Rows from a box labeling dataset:
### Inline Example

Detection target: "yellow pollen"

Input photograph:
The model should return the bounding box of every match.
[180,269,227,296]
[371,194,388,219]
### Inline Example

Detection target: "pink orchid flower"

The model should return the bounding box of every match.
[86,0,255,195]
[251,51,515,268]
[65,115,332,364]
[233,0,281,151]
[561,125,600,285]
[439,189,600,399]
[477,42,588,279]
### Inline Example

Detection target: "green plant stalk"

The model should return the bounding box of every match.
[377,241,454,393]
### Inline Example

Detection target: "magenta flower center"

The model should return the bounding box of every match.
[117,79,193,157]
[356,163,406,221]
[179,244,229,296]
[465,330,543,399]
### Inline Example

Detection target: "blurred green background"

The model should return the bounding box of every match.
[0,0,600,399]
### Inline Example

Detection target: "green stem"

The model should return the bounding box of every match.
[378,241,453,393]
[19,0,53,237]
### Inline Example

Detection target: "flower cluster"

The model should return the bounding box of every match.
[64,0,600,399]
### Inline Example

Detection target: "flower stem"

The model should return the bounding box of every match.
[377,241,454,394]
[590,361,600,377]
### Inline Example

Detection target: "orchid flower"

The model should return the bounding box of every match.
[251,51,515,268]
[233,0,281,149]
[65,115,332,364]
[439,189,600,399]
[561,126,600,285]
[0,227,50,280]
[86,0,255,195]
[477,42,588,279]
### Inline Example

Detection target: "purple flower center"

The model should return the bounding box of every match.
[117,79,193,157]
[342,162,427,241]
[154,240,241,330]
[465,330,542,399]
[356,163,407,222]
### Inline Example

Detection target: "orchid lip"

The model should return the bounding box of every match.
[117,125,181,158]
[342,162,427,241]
==
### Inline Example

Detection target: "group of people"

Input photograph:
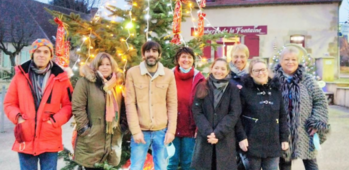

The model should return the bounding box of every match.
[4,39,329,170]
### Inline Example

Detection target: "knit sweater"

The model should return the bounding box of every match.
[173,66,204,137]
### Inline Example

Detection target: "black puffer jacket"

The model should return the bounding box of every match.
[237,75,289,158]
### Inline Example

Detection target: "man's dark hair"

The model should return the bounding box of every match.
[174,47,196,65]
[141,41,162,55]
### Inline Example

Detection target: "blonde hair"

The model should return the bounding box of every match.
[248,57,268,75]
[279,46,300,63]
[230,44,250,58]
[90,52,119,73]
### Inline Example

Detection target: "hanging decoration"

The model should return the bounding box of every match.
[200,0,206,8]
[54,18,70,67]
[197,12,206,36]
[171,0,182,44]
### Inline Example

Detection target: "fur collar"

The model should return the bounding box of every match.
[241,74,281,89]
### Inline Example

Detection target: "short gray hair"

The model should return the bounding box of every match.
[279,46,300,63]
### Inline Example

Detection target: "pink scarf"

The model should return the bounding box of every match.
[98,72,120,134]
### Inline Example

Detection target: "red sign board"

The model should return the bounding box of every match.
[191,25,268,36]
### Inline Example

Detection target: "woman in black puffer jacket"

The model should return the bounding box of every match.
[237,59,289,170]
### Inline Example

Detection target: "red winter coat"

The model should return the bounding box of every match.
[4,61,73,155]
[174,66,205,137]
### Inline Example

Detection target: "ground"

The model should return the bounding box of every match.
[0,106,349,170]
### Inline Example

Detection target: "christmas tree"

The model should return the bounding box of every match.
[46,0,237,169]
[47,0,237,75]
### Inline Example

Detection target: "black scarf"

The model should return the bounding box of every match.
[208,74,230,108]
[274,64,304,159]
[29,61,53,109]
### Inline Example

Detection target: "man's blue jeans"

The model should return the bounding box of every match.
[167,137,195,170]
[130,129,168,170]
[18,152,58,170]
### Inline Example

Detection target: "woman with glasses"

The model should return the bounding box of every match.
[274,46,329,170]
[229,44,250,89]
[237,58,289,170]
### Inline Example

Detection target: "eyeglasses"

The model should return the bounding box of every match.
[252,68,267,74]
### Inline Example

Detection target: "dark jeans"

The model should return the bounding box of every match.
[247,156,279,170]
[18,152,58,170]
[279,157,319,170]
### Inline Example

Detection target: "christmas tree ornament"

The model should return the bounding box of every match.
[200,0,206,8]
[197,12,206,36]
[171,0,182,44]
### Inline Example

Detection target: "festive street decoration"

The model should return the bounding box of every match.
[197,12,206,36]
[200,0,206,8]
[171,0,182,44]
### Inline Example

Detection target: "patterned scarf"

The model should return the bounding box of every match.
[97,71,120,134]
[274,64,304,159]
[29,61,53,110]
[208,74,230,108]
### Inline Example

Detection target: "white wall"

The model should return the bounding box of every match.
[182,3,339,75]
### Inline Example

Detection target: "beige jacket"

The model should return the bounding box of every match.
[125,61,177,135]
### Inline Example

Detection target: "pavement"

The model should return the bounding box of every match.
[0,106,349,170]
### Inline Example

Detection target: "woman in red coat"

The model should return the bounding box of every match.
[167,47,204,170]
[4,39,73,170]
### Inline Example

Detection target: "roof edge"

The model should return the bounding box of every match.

What is needed:
Collect every line of the material above that contains the word "jacket", and copy each one in full.

Answer to the exercise:
Detection target: "black puffer jacket"
Detection target: "woman in black puffer jacket"
Detection target: "beige jacket"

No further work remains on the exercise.